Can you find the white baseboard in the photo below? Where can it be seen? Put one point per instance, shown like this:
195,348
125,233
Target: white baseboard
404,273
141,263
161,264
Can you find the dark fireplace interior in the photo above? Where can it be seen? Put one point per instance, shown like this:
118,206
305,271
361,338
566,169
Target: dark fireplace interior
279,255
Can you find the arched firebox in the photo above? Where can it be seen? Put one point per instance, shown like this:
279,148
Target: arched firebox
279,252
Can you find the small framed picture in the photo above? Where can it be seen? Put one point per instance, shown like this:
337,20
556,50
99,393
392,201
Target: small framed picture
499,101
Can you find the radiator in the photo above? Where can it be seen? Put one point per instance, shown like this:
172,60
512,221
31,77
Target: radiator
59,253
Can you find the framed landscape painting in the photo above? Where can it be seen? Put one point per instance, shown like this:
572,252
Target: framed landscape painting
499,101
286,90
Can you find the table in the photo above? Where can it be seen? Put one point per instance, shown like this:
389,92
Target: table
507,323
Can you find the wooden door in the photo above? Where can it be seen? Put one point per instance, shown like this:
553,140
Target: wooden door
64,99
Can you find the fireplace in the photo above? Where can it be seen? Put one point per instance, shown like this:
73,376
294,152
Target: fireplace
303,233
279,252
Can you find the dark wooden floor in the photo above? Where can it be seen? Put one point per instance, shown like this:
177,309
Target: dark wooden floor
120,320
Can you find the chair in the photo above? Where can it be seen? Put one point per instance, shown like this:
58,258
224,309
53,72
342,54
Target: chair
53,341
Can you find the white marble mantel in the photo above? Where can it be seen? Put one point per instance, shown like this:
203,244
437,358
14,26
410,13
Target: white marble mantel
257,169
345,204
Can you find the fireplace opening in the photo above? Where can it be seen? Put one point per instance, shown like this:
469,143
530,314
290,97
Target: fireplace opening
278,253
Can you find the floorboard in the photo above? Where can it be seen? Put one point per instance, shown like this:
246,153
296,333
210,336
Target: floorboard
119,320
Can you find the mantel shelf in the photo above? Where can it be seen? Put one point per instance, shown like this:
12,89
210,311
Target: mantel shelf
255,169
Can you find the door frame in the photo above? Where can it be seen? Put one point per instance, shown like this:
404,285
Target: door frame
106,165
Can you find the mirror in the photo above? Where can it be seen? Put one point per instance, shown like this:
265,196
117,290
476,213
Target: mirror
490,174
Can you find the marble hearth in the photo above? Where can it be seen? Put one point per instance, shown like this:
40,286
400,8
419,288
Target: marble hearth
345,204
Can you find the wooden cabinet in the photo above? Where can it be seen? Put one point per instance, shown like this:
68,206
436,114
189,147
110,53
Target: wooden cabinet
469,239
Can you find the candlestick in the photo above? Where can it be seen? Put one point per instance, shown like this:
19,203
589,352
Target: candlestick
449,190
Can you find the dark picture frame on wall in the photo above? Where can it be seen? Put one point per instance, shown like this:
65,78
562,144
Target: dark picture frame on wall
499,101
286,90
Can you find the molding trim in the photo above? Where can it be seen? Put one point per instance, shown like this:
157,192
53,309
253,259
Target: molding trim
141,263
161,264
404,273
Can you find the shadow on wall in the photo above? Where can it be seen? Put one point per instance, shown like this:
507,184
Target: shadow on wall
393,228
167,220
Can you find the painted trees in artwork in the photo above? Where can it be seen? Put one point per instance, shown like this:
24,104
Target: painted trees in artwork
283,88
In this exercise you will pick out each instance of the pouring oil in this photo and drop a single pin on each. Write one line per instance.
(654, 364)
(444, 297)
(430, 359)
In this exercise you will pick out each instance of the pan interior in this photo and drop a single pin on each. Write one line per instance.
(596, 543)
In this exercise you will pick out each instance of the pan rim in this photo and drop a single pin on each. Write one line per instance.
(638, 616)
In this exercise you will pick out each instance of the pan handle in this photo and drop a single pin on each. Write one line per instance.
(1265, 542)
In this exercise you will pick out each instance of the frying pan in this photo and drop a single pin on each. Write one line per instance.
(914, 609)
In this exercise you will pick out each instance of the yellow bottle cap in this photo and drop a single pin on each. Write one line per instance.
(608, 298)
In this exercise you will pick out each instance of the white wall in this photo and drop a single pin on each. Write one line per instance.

:: ASSIGNMENT ::
Give an exact repetition of all the material.

:: SOLUTION ::
Can you find the white baseboard in the photo below? Where can it be seen? Put one point per instance, shown like this:
195,348
125,233
Target: white baseboard
404,273
141,263
161,264
Can you find the dark fireplace interior in the photo above? Where can it be seen? Put one point per instance, shown like this:
118,206
305,271
361,338
566,169
Target: dark fireplace interior
279,255
Can you find the arched firebox in the photo above? Where can it be seen? Put one point per instance, shown like this:
279,148
Target: arched firebox
279,252
Can you find the small framed picture in the photo above? Where can it be seen? Put one point per instance, shown like this:
337,20
556,50
99,393
392,201
Target: small framed picture
499,101
Can you find the radiator in the photo above? Where can it be seen? Put one point per instance, shown like this:
172,60
512,221
31,77
Target: radiator
59,253
Can you find the framed landscape painting in the photo above? Where can it be seen? Put one point per instance, shown like this:
572,252
Target: framed landscape painting
499,101
286,90
Can you find the table in the photo above? Where can it be seen? Put one point per instance, shown like this:
389,92
Target: table
507,323
Can you find the wooden door in the photo above? Where can it be seen? Put one point per instance, shown like this:
553,140
Target: wooden door
64,99
Can you find the fireplace in the photo above? Where can it be seen? Put one point per instance, shown like this:
73,376
294,152
Target: fireplace
303,233
279,252
Can you find the dark wooden floor in the photo above? Where can it be seen? Put one point per instance, shown like this:
177,309
Target: dark wooden floor
120,320
Can you find the chair in the photo above? Where can it be seen? Put one point per instance, shown like this:
58,258
224,309
53,72
342,54
Target: chair
53,341
Can you find the white marble mantel in the photo above? Where can it be seen? Put one point per instance, shown like this:
203,244
437,358
14,26
410,13
Target: white marble mantel
257,169
345,204
Can you find the fireplace opening in the photo above? Where can it be seen? Put one point per instance, shown like this:
469,143
530,314
290,97
Target: fireplace opening
278,253
Can you find the floorboard in the photo above? Where can it be seen? Put one point per instance, shown like this:
246,153
296,333
210,336
Target: floorboard
119,320
Can you find the mantel shelf in the photo above? Where can it be seen? Put one point per instance, shown like this:
12,89
210,311
Target: mantel shelf
255,169
Can you find the door frame in the photo above? Where can it be seen? Put one point per instance, shown like this:
404,285
Target: door frame
106,165
Can you find the mirror in the photo above? Where can it be seen? Put one point per instance, shown like this:
265,196
117,290
476,213
Target: mirror
490,174
Can you find the marble hearth in the photo above? Where can it be seen? Put one point per instance, shown like this:
40,286
400,8
419,288
Target: marble hearth
345,204
Can you find the wooden cabinet in the photo above? Where can it be seen? Put one point per instance, shown like this:
68,206
436,114
189,147
110,53
Target: wooden cabinet
469,239
Can you find the candlestick in the photo above? Where can it be seen? Put one point per instance, shown like this:
19,203
589,352
Target: candlestick
449,190
Can you find the dark picture frame on wall in the photo above? Where can it be seen? Put one point per instance, shown like this:
65,78
562,144
Target: dark picture frame on wall
499,101
286,90
Can you find the molding trim in the photo above? Where can it be seen? Put one point per instance, shown like this:
157,192
53,309
253,259
Target: molding trim
141,263
161,264
404,273
Can you find the shadow on wall in the photo above? Where can it be seen? Put one point per instance, shown like this:
507,184
Target: shadow on wall
393,228
167,220
Can you find the painted trees in artwork in the photo above? Where can it be seen? Put one point per instance, shown like this:
24,104
Target: painted trees in artwork
283,88
In this exercise you will pick out each instance of the pouring oil in this photo and drop a single pin on each. Write one line per instance.
(654, 364)
(444, 297)
(430, 359)
In this exercise you will pick out each instance of the pan interior in this photo and drop a single pin on each. Write one line per instance.
(596, 543)
In this exercise you will pick out each instance of the pan rim in this photo and drop a single pin on each. Write one line per instance.
(638, 616)
In this exercise you will pick out each instance of the pan handle in this photo and drop a single pin on each. Write one line per instance.
(1265, 542)
In this exercise you will pick out each instance of the frying pan in this photo and drop a single pin on each. Write one line per instance.
(914, 609)
In this exercise you will pick out each instance of the yellow bottle cap in this photo and drop a single pin on each. Write one line per instance.
(608, 298)
In this exercise you will pick out each instance of the white wall in this photo and drop a single pin on each. Write one line per instance.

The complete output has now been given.